═════ Supplied data ═════

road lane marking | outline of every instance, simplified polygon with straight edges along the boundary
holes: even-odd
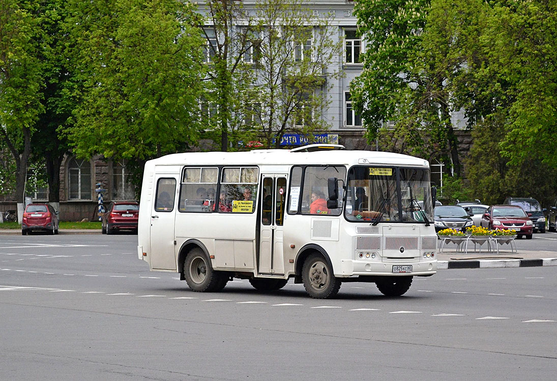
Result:
[[[273,306],[281,307],[283,306],[290,305],[304,305],[303,304],[296,304],[295,303],[281,303],[280,304],[273,304]]]
[[[139,295],[138,298],[166,298],[165,295]]]
[[[509,319],[509,318],[500,318],[496,316],[485,316],[483,318],[476,318],[477,320],[498,320],[501,319]]]
[[[354,308],[353,310],[348,310],[349,311],[380,311],[378,308]]]

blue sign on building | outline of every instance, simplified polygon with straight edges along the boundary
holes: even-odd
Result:
[[[281,146],[304,146],[307,144],[338,144],[339,135],[338,133],[318,133],[314,135],[312,141],[310,141],[309,137],[299,133],[285,133],[282,135],[280,141]]]

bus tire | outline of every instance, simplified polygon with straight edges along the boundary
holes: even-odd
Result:
[[[224,288],[228,278],[213,270],[205,252],[199,248],[192,249],[184,263],[184,278],[193,291],[206,293]]]
[[[333,298],[340,289],[340,280],[335,276],[326,260],[317,254],[310,255],[304,262],[302,281],[306,292],[314,299]]]
[[[250,279],[250,284],[260,291],[276,291],[280,290],[288,283],[288,279],[269,279],[254,278]]]
[[[400,296],[412,284],[412,276],[389,276],[375,282],[375,285],[386,296]]]

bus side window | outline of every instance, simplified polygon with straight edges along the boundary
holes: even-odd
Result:
[[[159,179],[157,184],[157,199],[155,210],[169,212],[174,209],[176,180],[174,179]]]

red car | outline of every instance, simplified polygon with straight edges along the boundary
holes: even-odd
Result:
[[[492,205],[480,221],[482,227],[514,230],[517,238],[532,239],[532,220],[524,210],[514,205]]]
[[[51,234],[58,234],[58,212],[47,204],[30,204],[23,212],[21,234],[28,231],[42,231]]]
[[[137,201],[114,201],[102,216],[102,234],[113,234],[116,231],[137,232],[139,203]]]

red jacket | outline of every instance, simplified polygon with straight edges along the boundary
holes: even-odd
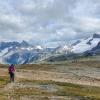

═════

_Task brief_:
Reproduce all of the items above word for word, omitting the pictures.

_Written solution_:
road lane marking | outline of every instance, simplified polygon with straight edges along the boundary
holes: even-odd
Result:
[[[273,306],[281,307],[283,306],[290,305],[304,305],[303,304],[296,304],[295,303],[281,303],[280,304],[273,304]]]
[[[139,295],[138,298],[166,298],[165,295]]]
[[[509,319],[509,318],[500,318],[496,316],[485,316],[483,318],[476,318],[477,320],[498,320],[501,319]]]
[[[354,308],[353,310],[348,310],[349,311],[380,311],[378,308]]]

blue sign on building | outline of every instance, simplified polygon with straight edges along the boundary
holes: even-odd
Result:
[[[281,146],[304,146],[307,144],[338,144],[339,135],[338,133],[318,133],[314,135],[312,141],[310,141],[309,137],[299,133],[285,133],[282,135],[280,141]]]

bus tire | outline of every instance, simplified polygon with straight edges along the boundary
holes: even-odd
Result:
[[[224,288],[228,278],[213,270],[205,252],[199,248],[192,249],[184,263],[184,278],[193,291],[206,293]]]
[[[333,298],[340,289],[340,280],[335,276],[326,260],[317,254],[310,255],[304,262],[302,281],[306,292],[314,299]]]
[[[250,279],[250,284],[260,291],[276,291],[280,290],[288,283],[288,279],[269,279],[254,278]]]
[[[400,296],[412,284],[412,276],[389,276],[375,282],[375,285],[386,296]]]

bus side window | outline of every instance, simplified polygon with straight edges along the boundary
holes: even-odd
Result:
[[[159,179],[157,184],[157,199],[155,210],[169,212],[174,209],[176,180],[174,179]]]

red car | outline of every instance, simplified polygon with straight edges along the boundary
holes: even-odd
Result:
[[[492,205],[480,221],[482,227],[514,230],[517,238],[532,239],[532,220],[524,210],[514,205]]]
[[[51,234],[58,234],[58,212],[47,204],[30,204],[23,212],[21,234],[28,231],[42,231]]]
[[[137,201],[114,201],[102,216],[102,234],[113,234],[116,231],[137,232],[139,203]]]

red jacket | outline of every instance, simplified polygon with straight edges along the boundary
holes: even-odd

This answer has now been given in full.